Task statement:
Leave every picture out. Set down all the lines below exactly.

=== Source data ===

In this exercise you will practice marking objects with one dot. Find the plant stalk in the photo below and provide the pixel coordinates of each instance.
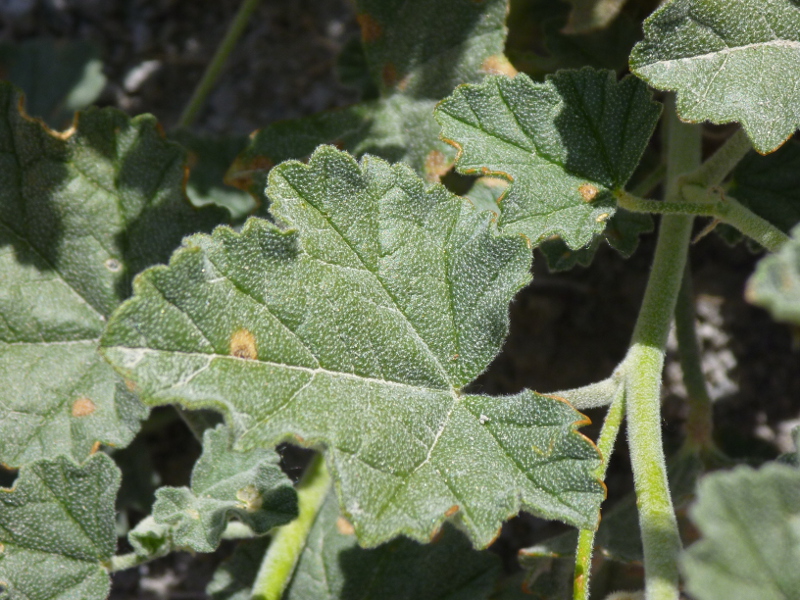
(699, 421)
(214, 68)
(288, 542)
(605, 444)
(644, 365)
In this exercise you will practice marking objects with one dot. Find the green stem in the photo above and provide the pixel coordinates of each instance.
(699, 420)
(284, 551)
(605, 444)
(716, 168)
(643, 368)
(235, 30)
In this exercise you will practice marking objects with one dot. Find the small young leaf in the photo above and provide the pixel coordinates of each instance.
(248, 486)
(565, 145)
(415, 61)
(333, 566)
(728, 61)
(355, 331)
(57, 530)
(776, 282)
(750, 539)
(80, 213)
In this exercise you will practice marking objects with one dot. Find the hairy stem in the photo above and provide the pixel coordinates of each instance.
(605, 443)
(643, 368)
(214, 68)
(699, 420)
(716, 168)
(288, 542)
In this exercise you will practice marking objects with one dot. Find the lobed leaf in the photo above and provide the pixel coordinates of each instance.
(414, 61)
(355, 331)
(57, 530)
(776, 283)
(728, 61)
(248, 486)
(80, 212)
(749, 523)
(564, 145)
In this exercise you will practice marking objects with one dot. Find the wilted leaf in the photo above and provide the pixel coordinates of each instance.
(79, 215)
(333, 566)
(749, 523)
(728, 61)
(58, 78)
(776, 282)
(57, 530)
(355, 331)
(248, 486)
(415, 61)
(564, 145)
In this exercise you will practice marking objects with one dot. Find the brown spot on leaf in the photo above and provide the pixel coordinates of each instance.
(498, 64)
(371, 30)
(588, 192)
(243, 345)
(389, 75)
(83, 407)
(436, 165)
(344, 526)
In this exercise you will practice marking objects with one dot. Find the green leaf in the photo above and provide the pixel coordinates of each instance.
(57, 530)
(355, 331)
(79, 215)
(728, 61)
(770, 185)
(58, 78)
(749, 523)
(415, 61)
(248, 486)
(333, 566)
(565, 145)
(776, 282)
(209, 159)
(588, 15)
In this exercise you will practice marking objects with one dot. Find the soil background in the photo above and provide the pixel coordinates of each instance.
(567, 329)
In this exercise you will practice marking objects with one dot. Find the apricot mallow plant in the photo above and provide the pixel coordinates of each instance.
(351, 312)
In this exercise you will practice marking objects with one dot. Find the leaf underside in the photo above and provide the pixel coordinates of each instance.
(79, 214)
(565, 145)
(728, 62)
(414, 61)
(354, 331)
(749, 547)
(57, 530)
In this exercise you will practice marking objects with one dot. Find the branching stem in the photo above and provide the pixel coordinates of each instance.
(214, 68)
(605, 443)
(288, 542)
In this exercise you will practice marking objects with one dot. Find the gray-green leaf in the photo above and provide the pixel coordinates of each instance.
(776, 282)
(57, 530)
(80, 213)
(728, 61)
(248, 486)
(355, 331)
(749, 523)
(565, 145)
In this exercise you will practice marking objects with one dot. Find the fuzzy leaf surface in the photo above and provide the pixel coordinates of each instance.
(564, 145)
(776, 282)
(355, 331)
(57, 530)
(728, 61)
(248, 486)
(332, 566)
(749, 523)
(414, 61)
(79, 214)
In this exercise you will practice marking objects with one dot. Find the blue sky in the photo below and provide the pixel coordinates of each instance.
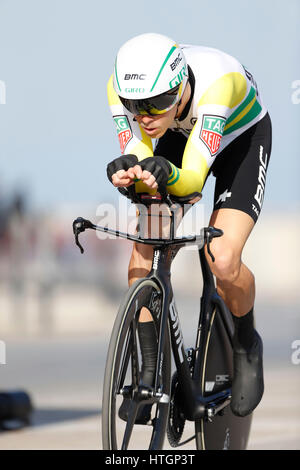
(56, 131)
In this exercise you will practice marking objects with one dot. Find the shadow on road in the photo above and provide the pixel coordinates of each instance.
(46, 416)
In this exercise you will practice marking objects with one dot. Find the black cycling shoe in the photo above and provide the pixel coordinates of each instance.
(143, 415)
(248, 380)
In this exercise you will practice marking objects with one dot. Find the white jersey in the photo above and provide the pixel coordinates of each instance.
(225, 102)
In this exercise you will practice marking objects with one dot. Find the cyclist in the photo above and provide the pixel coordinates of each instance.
(205, 111)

===

Written response:
In this exercise you will practice marking objects with one dot. Find the plant stalk in the photo below and provide the pixel coordinates of each instance.
(699, 421)
(214, 68)
(288, 542)
(605, 444)
(644, 365)
In this exercise you will practice marking objects with one dot. Find the green stem in the photo above and provide the pixel coordinates of each instance.
(699, 420)
(284, 551)
(605, 444)
(716, 168)
(643, 368)
(235, 30)
In this exercise you will practice marking objects with one dot. Find the small young leaf in the photo above and provide the pixel coordinates of each instance.
(248, 486)
(565, 145)
(415, 61)
(333, 566)
(728, 61)
(355, 331)
(57, 530)
(776, 282)
(750, 539)
(80, 213)
In this exercise you will practice marking objects with one dot. Find the hairy stem in the photo above and provide the pixel coordinates of each instance.
(605, 443)
(643, 368)
(214, 68)
(699, 420)
(716, 168)
(288, 542)
In this exercise you will practice marking objects with one dot. Find the lobed leaf in the photo above and provide the pixel coordinates of each instance.
(414, 61)
(355, 331)
(57, 530)
(776, 283)
(728, 61)
(248, 486)
(80, 212)
(749, 523)
(564, 145)
In this exercise you will practice marking objects with one dot. Find the wilted leaf in the photo above and provide the pixel coordinates of each instance.
(79, 215)
(333, 566)
(749, 523)
(728, 61)
(58, 78)
(776, 282)
(57, 530)
(355, 331)
(248, 486)
(415, 61)
(564, 145)
In this exercise you will practice marking objects with one dot. Find the brown spot on leaf in the photo above and provide the pixel coordinates of each instance.
(498, 64)
(371, 30)
(588, 192)
(243, 345)
(389, 75)
(83, 407)
(436, 165)
(344, 526)
In this exercise you will practice marking objects with one dot. Find the green leaf in the photo above and provide the pixel coordinates of each instance.
(57, 530)
(355, 331)
(79, 215)
(728, 61)
(770, 185)
(58, 78)
(749, 523)
(415, 61)
(248, 486)
(333, 566)
(565, 145)
(776, 282)
(209, 159)
(588, 15)
In this exercise you will practice marking objects with one dot. Find the soil background in the photo above and provide the pixel coordinates of each instance.
(567, 329)
In this exercise you will practice marking objects with one dot. Find the apricot mallow plant in the photo above and provide the pixel coordinates of each instance.
(351, 312)
In this exercise you will practice marking objects with one dot. Find the leaf underside in the photo above and provide the pixel coordinates of each instance.
(79, 214)
(565, 145)
(728, 62)
(414, 61)
(354, 331)
(749, 547)
(57, 530)
In this exercise you will practice marking objects with one dot. Find the branching stem in the photo above and provide the pixel coordinates of each instance.
(214, 68)
(605, 443)
(288, 542)
In this exercise you will practice marking objects with one dot. Find the gray-green leaf in the photo above and provide the pixel coordinates of each instance.
(776, 282)
(57, 530)
(80, 213)
(728, 61)
(248, 486)
(355, 331)
(749, 523)
(565, 145)
In this exercise you will practice marking objects with one dot. Find the fuzzy leaf surface in the photo above and provide the pixel coordinates of each instance.
(564, 145)
(776, 282)
(355, 331)
(57, 530)
(728, 61)
(248, 486)
(332, 566)
(749, 523)
(414, 61)
(79, 214)
In this exercise you will practice marking objects with one dot. Find the blue sky in the photo below and provide the pixel coordinates of each instance.
(56, 131)
In this exercise you will practice marking objects with one dot. Find the shadow on road in the photo above and provide the pixel coordinates of each instance.
(46, 416)
In this exercise you will practice marking objects with one dot. Find the black cycling shoe in the photo above and provide the pixel coordinates of each instance.
(143, 415)
(248, 380)
In this exercise you will practice marking objects with one dot. Find the white jersey in the photo above and provide the pixel coordinates of each instance.
(225, 102)
In this exercise you will practice marking objects with one dot. Find the cyclist in the photo above and provide the pixel coordinates of each instance.
(205, 111)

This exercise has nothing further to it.